(REQUIREMENT 1): In the cockpit portrait notes, where does a quad at NDC x=+0.5 end up after the uniform ×0.25 scaling?
(REQUIREMENT 2): Please extend the cockpit portrait notes from where they stop.

(PROVIDED TEXT):
1. kept the 4× upscaled texture files (the actual upscale work).
2. kept the bg cave at FUN_140193fe0 — mulss xmm6/7/8/9, [0.25] when |xmm9| > 1. now it's the only binary patch.
3. reverted layout.lod to vanilla.
4. reverted every other code cave.

result with this state: bg correct, LV/HP/EXP correct, but all six portraits collapsed into the screen center. the cave scales toward NDC origin (0,0), and portraits are positioned off-center in the cockpit layout. uniform ×0.25 on a quad at NDC x=+0.5 puts it at x=+0.125 — closer to center than vanilla intends.

so the targeted fix: patch only the 6 ShowCockpitPortraitRank* entries in layout.lod, multiplying their X coords by 4× outward so the cave's pull-toward-origin lands them back at vanilla spots. everything else stays at vanilla layout.

(MATERIAL SUPPLIED):
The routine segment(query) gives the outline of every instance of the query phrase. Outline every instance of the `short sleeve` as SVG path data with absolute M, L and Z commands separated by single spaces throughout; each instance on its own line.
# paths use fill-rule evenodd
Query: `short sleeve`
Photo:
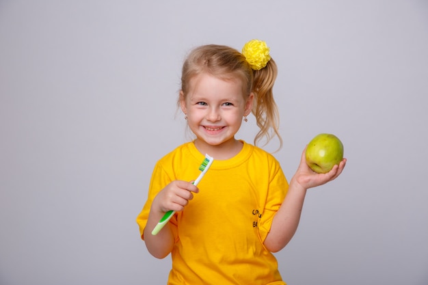
M 173 180 L 174 180 L 174 178 L 169 176 L 168 174 L 168 172 L 158 162 L 155 166 L 155 169 L 153 169 L 153 172 L 152 174 L 150 183 L 148 189 L 148 195 L 147 198 L 147 201 L 146 202 L 143 209 L 137 217 L 137 223 L 138 224 L 138 226 L 139 228 L 139 234 L 142 239 L 144 239 L 144 228 L 146 228 L 146 225 L 147 224 L 148 214 L 150 213 L 150 207 L 152 206 L 152 202 L 153 202 L 153 200 L 158 194 L 158 193 Z M 172 223 L 172 225 L 176 225 L 176 215 L 171 218 L 170 222 Z M 176 230 L 173 229 L 173 231 L 176 236 Z
M 289 183 L 278 161 L 270 167 L 270 179 L 265 200 L 263 213 L 258 221 L 258 234 L 265 241 L 271 230 L 272 221 L 279 210 L 289 189 Z

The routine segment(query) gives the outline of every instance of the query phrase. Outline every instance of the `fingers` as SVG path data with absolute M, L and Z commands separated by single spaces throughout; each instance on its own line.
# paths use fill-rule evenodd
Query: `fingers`
M 347 159 L 343 159 L 342 161 L 340 162 L 338 165 L 336 165 L 333 167 L 332 170 L 330 170 L 327 174 L 327 176 L 330 176 L 327 181 L 331 181 L 336 179 L 343 171 L 343 168 L 345 168 L 345 165 L 346 165 Z
M 157 196 L 160 209 L 163 212 L 170 210 L 180 211 L 199 192 L 198 188 L 187 181 L 175 180 L 167 185 Z

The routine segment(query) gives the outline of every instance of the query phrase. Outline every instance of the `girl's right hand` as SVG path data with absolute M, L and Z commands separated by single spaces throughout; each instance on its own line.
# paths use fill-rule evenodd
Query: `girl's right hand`
M 171 210 L 176 212 L 183 211 L 189 201 L 193 199 L 193 193 L 198 192 L 199 189 L 191 182 L 172 181 L 156 195 L 152 208 L 163 213 Z

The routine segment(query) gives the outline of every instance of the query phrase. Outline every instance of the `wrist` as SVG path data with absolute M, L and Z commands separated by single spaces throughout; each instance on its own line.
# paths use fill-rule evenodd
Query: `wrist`
M 295 176 L 293 176 L 290 180 L 290 185 L 289 186 L 289 189 L 295 189 L 299 192 L 306 193 L 308 189 L 303 186 L 302 181 L 299 181 Z

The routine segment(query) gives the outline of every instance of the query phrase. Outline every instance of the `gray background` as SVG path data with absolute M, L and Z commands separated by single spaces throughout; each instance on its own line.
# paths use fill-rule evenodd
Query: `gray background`
M 348 159 L 308 192 L 284 280 L 427 284 L 424 0 L 0 1 L 0 284 L 165 284 L 135 219 L 156 161 L 189 139 L 183 59 L 253 38 L 279 66 L 289 179 L 319 133 Z

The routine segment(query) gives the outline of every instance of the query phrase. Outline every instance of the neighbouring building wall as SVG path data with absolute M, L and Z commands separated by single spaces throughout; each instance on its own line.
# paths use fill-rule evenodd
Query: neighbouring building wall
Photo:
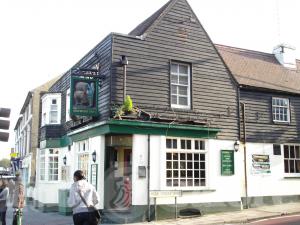
M 82 149 L 83 143 L 86 149 Z M 91 182 L 91 165 L 97 164 L 97 191 L 100 196 L 99 208 L 103 208 L 104 203 L 104 152 L 105 152 L 105 137 L 96 136 L 89 139 L 74 142 L 70 147 L 56 148 L 58 150 L 58 180 L 49 181 L 45 172 L 45 180 L 41 180 L 41 167 L 43 165 L 37 164 L 38 182 L 35 190 L 34 199 L 43 207 L 57 207 L 59 203 L 58 193 L 60 189 L 70 189 L 73 183 L 73 174 L 78 169 L 87 169 L 86 178 Z M 48 151 L 49 149 L 39 149 L 37 161 L 41 162 L 41 151 Z M 92 153 L 96 152 L 96 161 L 92 161 Z M 86 155 L 84 162 L 80 161 L 79 156 Z M 47 154 L 46 154 L 47 157 Z M 63 158 L 66 158 L 66 165 L 64 165 Z M 83 158 L 81 158 L 83 159 Z M 45 160 L 46 164 L 49 161 Z M 84 164 L 84 165 L 83 165 Z M 45 166 L 48 168 L 48 165 Z M 49 194 L 45 195 L 45 189 L 49 190 Z M 48 192 L 47 192 L 48 193 Z M 56 209 L 57 210 L 57 209 Z
M 253 155 L 269 156 L 270 173 L 257 173 L 253 167 Z M 287 175 L 284 168 L 283 146 L 281 155 L 274 155 L 272 144 L 247 143 L 248 196 L 299 195 L 299 175 Z
M 150 190 L 183 190 L 178 197 L 179 204 L 185 203 L 221 203 L 240 202 L 242 194 L 241 177 L 243 176 L 242 153 L 234 153 L 235 173 L 221 175 L 221 150 L 233 150 L 232 141 L 206 140 L 207 186 L 199 188 L 170 188 L 166 186 L 166 137 L 150 136 Z M 148 136 L 133 136 L 132 165 L 132 204 L 147 204 L 147 177 L 138 177 L 138 166 L 147 166 Z M 151 199 L 151 204 L 154 204 Z M 174 198 L 159 198 L 157 204 L 174 204 Z
M 246 105 L 246 140 L 248 142 L 300 142 L 300 97 L 298 95 L 241 89 L 240 96 L 241 102 Z M 290 122 L 280 123 L 273 121 L 272 97 L 289 100 Z M 243 132 L 243 129 L 241 131 Z

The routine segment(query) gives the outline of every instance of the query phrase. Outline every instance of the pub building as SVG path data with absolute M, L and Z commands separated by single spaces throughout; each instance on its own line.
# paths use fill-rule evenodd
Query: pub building
M 41 97 L 35 206 L 69 213 L 77 169 L 105 223 L 248 206 L 237 82 L 186 0 L 107 35 Z

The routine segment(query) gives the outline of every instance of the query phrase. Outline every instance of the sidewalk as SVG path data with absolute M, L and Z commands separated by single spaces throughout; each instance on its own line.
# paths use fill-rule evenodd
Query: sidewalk
M 12 224 L 12 209 L 8 207 L 7 224 Z M 132 225 L 203 225 L 203 224 L 245 224 L 254 220 L 278 217 L 300 213 L 299 203 L 262 206 L 245 209 L 243 211 L 217 213 L 196 218 L 162 220 L 158 222 L 134 223 Z M 62 216 L 58 213 L 42 213 L 32 206 L 26 206 L 23 211 L 23 225 L 72 225 L 71 216 Z
M 278 217 L 300 213 L 300 203 L 262 206 L 244 209 L 242 211 L 217 213 L 196 218 L 164 220 L 150 223 L 135 223 L 134 225 L 202 225 L 202 224 L 245 224 L 254 220 Z

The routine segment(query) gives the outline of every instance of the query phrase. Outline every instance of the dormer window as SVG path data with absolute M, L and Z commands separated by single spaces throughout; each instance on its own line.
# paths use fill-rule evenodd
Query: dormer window
M 272 98 L 274 122 L 290 122 L 290 103 L 288 98 Z
M 41 125 L 60 124 L 61 120 L 61 94 L 48 93 L 42 97 Z
M 190 109 L 190 65 L 171 63 L 171 107 Z

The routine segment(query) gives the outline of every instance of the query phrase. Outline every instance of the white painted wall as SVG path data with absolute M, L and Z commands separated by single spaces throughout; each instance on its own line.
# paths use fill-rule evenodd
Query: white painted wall
M 104 207 L 104 153 L 105 153 L 105 136 L 97 136 L 87 140 L 88 149 L 86 150 L 89 154 L 89 170 L 92 161 L 92 153 L 96 151 L 96 162 L 98 164 L 98 193 L 100 196 L 100 203 L 98 207 L 102 209 Z M 39 152 L 39 151 L 38 151 Z M 37 183 L 33 193 L 35 200 L 44 204 L 57 204 L 58 203 L 58 190 L 59 189 L 70 189 L 73 183 L 74 171 L 78 169 L 78 152 L 75 148 L 75 143 L 71 146 L 69 151 L 67 147 L 59 149 L 59 177 L 61 178 L 61 167 L 63 165 L 63 157 L 66 156 L 66 166 L 69 166 L 69 179 L 67 181 L 57 182 L 45 182 L 39 181 L 39 169 L 37 168 Z M 39 155 L 37 155 L 37 162 Z M 37 167 L 39 163 L 36 164 Z M 88 179 L 90 179 L 90 171 L 88 173 Z M 45 194 L 47 190 L 47 194 Z
M 147 166 L 147 135 L 133 136 L 132 204 L 147 204 L 147 179 L 138 177 L 138 166 Z M 150 138 L 150 190 L 168 190 L 165 185 L 165 136 Z M 233 150 L 234 141 L 207 140 L 208 186 L 190 189 L 178 198 L 178 203 L 231 202 L 241 199 L 241 152 L 235 152 L 235 174 L 221 176 L 221 150 Z M 180 190 L 180 188 L 178 188 Z M 152 200 L 153 203 L 153 200 Z M 161 198 L 157 204 L 173 204 L 174 198 Z
M 271 174 L 253 174 L 252 154 L 270 156 Z M 299 195 L 300 179 L 284 177 L 284 155 L 273 155 L 272 144 L 247 143 L 248 196 Z

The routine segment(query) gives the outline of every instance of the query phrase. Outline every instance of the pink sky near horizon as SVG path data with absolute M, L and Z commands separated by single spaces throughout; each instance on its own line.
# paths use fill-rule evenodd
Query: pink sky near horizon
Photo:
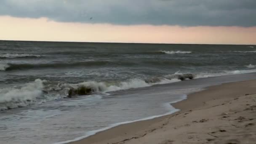
M 256 45 L 256 27 L 181 27 L 61 22 L 0 16 L 0 40 Z

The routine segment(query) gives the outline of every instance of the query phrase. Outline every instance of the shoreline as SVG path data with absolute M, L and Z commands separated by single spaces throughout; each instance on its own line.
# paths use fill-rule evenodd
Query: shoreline
M 150 131 L 152 133 L 158 128 L 162 128 L 163 125 L 165 125 L 163 123 L 166 123 L 166 121 L 168 121 L 167 120 L 171 119 L 173 117 L 181 114 L 198 109 L 204 109 L 212 107 L 212 104 L 206 104 L 208 101 L 218 100 L 220 101 L 219 101 L 219 103 L 245 94 L 256 93 L 256 86 L 248 86 L 254 84 L 256 84 L 256 80 L 224 83 L 211 86 L 205 88 L 201 91 L 188 95 L 185 99 L 172 104 L 171 106 L 180 110 L 171 114 L 155 116 L 156 117 L 155 118 L 152 117 L 150 119 L 145 118 L 134 122 L 120 123 L 111 128 L 102 129 L 84 139 L 81 139 L 80 138 L 78 140 L 77 138 L 77 141 L 75 141 L 68 143 L 66 141 L 66 143 L 56 144 L 119 144 L 129 142 L 132 140 L 139 139 L 148 135 L 148 132 L 145 134 L 145 131 L 149 131 L 149 133 L 150 133 Z

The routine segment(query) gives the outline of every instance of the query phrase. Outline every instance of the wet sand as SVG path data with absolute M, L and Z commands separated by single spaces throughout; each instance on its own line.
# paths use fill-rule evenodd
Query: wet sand
M 180 111 L 120 125 L 81 144 L 255 144 L 256 80 L 211 86 L 172 104 Z

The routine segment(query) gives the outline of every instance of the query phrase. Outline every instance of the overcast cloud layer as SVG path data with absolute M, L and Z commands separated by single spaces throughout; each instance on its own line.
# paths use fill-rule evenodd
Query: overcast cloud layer
M 0 15 L 122 25 L 251 27 L 256 26 L 256 0 L 1 0 Z

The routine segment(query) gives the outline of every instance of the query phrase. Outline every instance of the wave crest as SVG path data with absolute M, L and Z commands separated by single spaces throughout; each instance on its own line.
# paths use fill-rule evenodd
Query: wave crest
M 233 51 L 234 53 L 256 53 L 256 51 Z
M 10 67 L 10 65 L 6 64 L 0 64 L 0 71 L 5 71 Z
M 248 65 L 245 66 L 245 67 L 247 67 L 248 68 L 254 68 L 256 67 L 256 65 L 250 64 Z
M 191 51 L 161 51 L 161 52 L 165 54 L 187 54 L 191 53 L 192 52 Z
M 36 80 L 19 88 L 0 90 L 0 109 L 22 107 L 32 104 L 40 96 L 43 88 L 43 81 Z
M 14 59 L 21 58 L 38 58 L 41 56 L 40 55 L 32 55 L 30 54 L 9 54 L 6 53 L 0 55 L 1 59 Z

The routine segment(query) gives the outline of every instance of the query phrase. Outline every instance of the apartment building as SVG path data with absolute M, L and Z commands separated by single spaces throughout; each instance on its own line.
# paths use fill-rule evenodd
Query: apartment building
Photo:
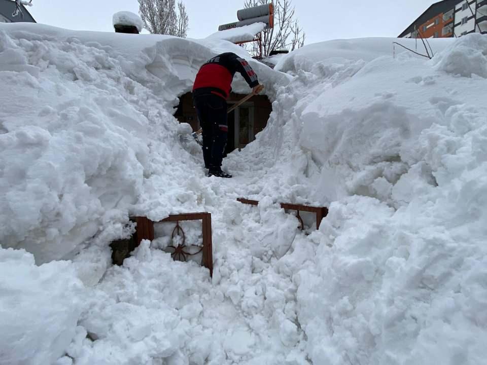
M 487 33 L 487 0 L 444 0 L 428 8 L 400 38 L 459 37 Z
M 29 22 L 35 23 L 36 20 L 23 5 L 20 5 L 21 15 L 14 16 L 17 5 L 12 0 L 0 0 L 0 23 L 16 23 Z

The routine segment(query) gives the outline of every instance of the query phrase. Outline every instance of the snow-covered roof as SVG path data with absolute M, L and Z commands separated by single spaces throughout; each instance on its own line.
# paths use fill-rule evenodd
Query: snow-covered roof
M 136 14 L 128 11 L 121 11 L 113 15 L 113 25 L 129 25 L 137 28 L 138 31 L 144 29 L 144 22 Z
M 208 35 L 207 39 L 220 39 L 232 43 L 250 42 L 255 38 L 265 28 L 263 23 L 255 23 L 250 25 L 234 28 L 227 30 L 220 30 Z
M 431 40 L 431 60 L 324 42 L 282 72 L 218 39 L 135 38 L 0 24 L 0 362 L 482 363 L 486 36 Z M 172 113 L 226 51 L 273 112 L 224 181 Z M 279 202 L 329 212 L 307 235 Z M 212 278 L 163 251 L 165 224 L 111 265 L 130 215 L 193 211 L 212 213 Z

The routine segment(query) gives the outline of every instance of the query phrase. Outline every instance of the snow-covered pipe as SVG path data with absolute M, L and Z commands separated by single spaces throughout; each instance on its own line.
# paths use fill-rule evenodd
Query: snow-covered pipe
M 220 25 L 218 27 L 218 30 L 227 30 L 229 29 L 233 29 L 233 28 L 239 28 L 240 27 L 242 27 L 245 25 L 250 25 L 251 24 L 256 23 L 263 23 L 266 25 L 265 29 L 272 28 L 274 26 L 274 19 L 268 15 Z
M 274 27 L 274 7 L 272 3 L 266 5 L 241 9 L 237 12 L 237 18 L 240 21 L 223 24 L 218 30 L 227 30 L 250 25 L 255 23 L 263 23 L 265 29 Z
M 273 6 L 271 3 L 265 5 L 241 9 L 237 12 L 237 18 L 240 21 L 254 18 L 268 16 L 273 13 Z

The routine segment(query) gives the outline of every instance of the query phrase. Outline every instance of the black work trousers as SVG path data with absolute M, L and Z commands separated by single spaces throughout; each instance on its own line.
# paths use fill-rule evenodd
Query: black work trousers
M 227 101 L 211 93 L 195 96 L 193 101 L 203 130 L 204 165 L 206 168 L 220 170 L 228 134 Z

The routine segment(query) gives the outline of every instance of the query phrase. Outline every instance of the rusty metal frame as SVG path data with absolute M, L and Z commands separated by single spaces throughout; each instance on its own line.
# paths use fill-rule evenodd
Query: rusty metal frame
M 259 34 L 256 35 L 255 38 L 253 39 L 252 41 L 244 41 L 244 42 L 236 42 L 235 44 L 238 46 L 241 46 L 243 47 L 242 45 L 245 43 L 254 43 L 257 42 L 259 44 L 259 55 L 256 56 L 257 59 L 262 59 L 262 32 L 259 33 Z
M 258 200 L 251 200 L 244 198 L 239 198 L 237 200 L 243 204 L 250 205 L 256 206 L 259 205 Z M 326 207 L 314 207 L 291 203 L 281 203 L 281 207 L 285 210 L 296 210 L 296 217 L 299 221 L 300 228 L 301 231 L 304 230 L 304 222 L 303 222 L 303 218 L 301 216 L 301 212 L 309 212 L 315 213 L 316 214 L 316 229 L 317 230 L 320 229 L 320 225 L 321 224 L 321 221 L 323 220 L 323 218 L 328 215 L 328 208 Z
M 171 238 L 173 239 L 176 236 L 180 235 L 179 233 L 183 233 L 183 244 L 179 244 L 177 247 L 174 246 L 168 246 L 174 249 L 174 252 L 171 254 L 173 259 L 181 260 L 183 259 L 186 261 L 187 256 L 197 254 L 200 252 L 203 253 L 201 260 L 201 265 L 210 270 L 210 276 L 213 276 L 213 244 L 212 238 L 212 214 L 211 213 L 187 213 L 186 214 L 175 214 L 169 215 L 165 219 L 157 222 L 151 221 L 147 217 L 133 217 L 131 218 L 137 224 L 135 231 L 136 244 L 138 246 L 143 240 L 147 239 L 153 241 L 154 239 L 154 224 L 162 223 L 165 222 L 176 222 L 176 227 L 172 231 Z M 200 247 L 198 252 L 195 253 L 190 253 L 185 250 L 186 245 L 186 236 L 184 231 L 179 225 L 180 222 L 185 221 L 201 221 L 203 224 L 203 246 Z M 195 246 L 190 245 L 190 246 Z M 199 247 L 199 246 L 196 246 Z

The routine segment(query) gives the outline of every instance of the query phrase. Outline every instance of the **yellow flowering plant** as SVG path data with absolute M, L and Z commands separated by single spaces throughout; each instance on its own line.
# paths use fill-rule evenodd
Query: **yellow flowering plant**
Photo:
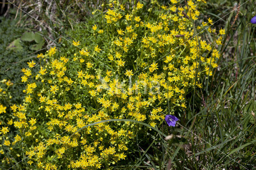
M 218 66 L 225 30 L 208 27 L 210 18 L 198 20 L 197 6 L 205 3 L 155 0 L 147 10 L 139 2 L 102 4 L 78 26 L 89 28 L 86 40 L 77 34 L 28 62 L 23 102 L 0 104 L 0 116 L 11 110 L 1 117 L 8 121 L 0 128 L 10 156 L 0 156 L 4 167 L 108 168 L 134 156 L 138 138 L 156 135 L 166 115 L 186 110 L 187 95 Z

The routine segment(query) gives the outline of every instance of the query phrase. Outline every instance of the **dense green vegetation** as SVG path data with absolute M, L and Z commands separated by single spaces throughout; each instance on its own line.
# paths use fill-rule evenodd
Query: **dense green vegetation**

(RESPONSE BOX 1): At x=+0.125.

(RESPONSE BOX 2):
PORTRAIT_POSITIONS = {
    'ShowCockpitPortraitRank1': ('-1728', '554'),
    'ShowCockpitPortraitRank2': ('-1240', '554'),
    'ShowCockpitPortraitRank3':  ('-752', '554'),
    'ShowCockpitPortraitRank4':   ('608', '554'),
    'ShowCockpitPortraitRank5':  ('1096', '554'),
    'ShowCockpitPortraitRank6':  ('1584', '554'),
}

(layout.lod is a 1037-record file. each record is 5 length-prefixed strings — Name, X, Y, Z, Parm — with null terminators between fields. my parser had to be tolerant of header bytes and scan forward on parse failures because the header isn't documented anywhere and i didn't want to misalign by one byte.)

with that targeted edit: bg correct, portraits spread out across the cockpit at vanilla positions, LV/HP/EXP matching the vanilla reference shot.

where i am right now

at 4× source resolution: every background, every NPC, every character portrait, every effect, every encounter sprite, every single-frame comtex element, the picturegate scenes. cockpit HUD elements render at correct vanilla proportions, sampling from the upscaled atlases.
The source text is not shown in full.